• [PROBLEM STATEMENT]:
Set out the following items as a numbered list, omitting any blank lines.

── GIVEN DATA

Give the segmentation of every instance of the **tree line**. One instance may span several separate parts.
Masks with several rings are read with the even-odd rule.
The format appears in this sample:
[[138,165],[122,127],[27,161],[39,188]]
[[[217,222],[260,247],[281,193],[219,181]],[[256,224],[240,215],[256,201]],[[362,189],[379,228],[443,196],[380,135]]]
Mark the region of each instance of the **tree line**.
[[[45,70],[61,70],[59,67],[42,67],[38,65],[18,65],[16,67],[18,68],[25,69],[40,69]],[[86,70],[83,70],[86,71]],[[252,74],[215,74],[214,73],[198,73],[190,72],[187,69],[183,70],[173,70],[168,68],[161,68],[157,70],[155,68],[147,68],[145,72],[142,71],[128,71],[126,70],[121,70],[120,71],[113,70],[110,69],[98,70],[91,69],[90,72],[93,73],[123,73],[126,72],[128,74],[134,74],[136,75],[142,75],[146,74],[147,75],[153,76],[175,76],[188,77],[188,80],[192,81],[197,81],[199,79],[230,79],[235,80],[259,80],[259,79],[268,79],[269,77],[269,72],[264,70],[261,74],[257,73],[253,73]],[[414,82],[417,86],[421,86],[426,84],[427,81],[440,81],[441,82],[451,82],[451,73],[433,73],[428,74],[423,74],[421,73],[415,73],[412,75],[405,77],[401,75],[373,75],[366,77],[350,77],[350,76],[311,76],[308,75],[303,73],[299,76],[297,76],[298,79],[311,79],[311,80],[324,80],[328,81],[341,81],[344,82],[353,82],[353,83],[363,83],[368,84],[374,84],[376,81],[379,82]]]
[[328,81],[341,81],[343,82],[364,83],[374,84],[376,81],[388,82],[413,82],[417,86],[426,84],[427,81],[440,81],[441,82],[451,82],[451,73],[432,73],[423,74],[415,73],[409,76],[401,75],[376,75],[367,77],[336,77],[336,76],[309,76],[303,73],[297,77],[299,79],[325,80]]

────

• [RESULT]:
1. Give the segmentation of every instance of the **tree line**. One instance may span several separate parts.
2. Masks with several rings are read with the even-odd rule.
3. The format appears in this sample:
4. [[138,165],[122,127],[27,161],[39,188]]
5. [[[217,222],[260,247],[281,193],[219,181]],[[256,224],[240,215],[256,201]],[[362,189],[379,228],[443,196],[380,135]]]
6. Mark the region of each instance of the **tree line**.
7. [[[45,70],[61,70],[59,67],[42,67],[38,65],[18,65],[16,67],[18,68],[25,69],[40,69]],[[86,70],[83,70],[86,71]],[[252,74],[215,74],[214,73],[198,73],[190,72],[187,69],[183,70],[173,70],[168,68],[161,68],[157,70],[155,68],[147,68],[145,72],[142,71],[128,71],[126,70],[121,70],[120,71],[113,70],[110,69],[98,70],[91,69],[90,72],[93,73],[123,73],[126,72],[128,74],[134,74],[136,75],[142,75],[146,74],[147,75],[153,76],[175,76],[188,77],[188,80],[192,81],[197,81],[199,79],[230,79],[235,80],[259,80],[259,79],[268,79],[269,77],[269,72],[264,70],[261,74],[257,73],[253,73]],[[414,82],[417,86],[421,86],[426,84],[427,81],[440,81],[441,82],[451,82],[451,73],[433,73],[428,74],[423,74],[421,73],[415,73],[412,75],[405,77],[401,75],[373,75],[366,77],[350,77],[350,76],[311,76],[308,75],[303,73],[299,76],[297,76],[298,79],[311,79],[311,80],[324,80],[328,81],[341,81],[344,82],[353,82],[353,83],[363,83],[368,84],[374,84],[376,81],[379,82]]]
8. [[328,81],[341,81],[343,82],[364,83],[374,84],[376,81],[388,82],[413,82],[417,86],[426,84],[427,81],[440,81],[441,82],[451,82],[451,73],[432,73],[423,74],[415,73],[409,76],[401,75],[376,75],[367,77],[336,77],[336,76],[309,76],[303,73],[297,77],[299,79],[325,80]]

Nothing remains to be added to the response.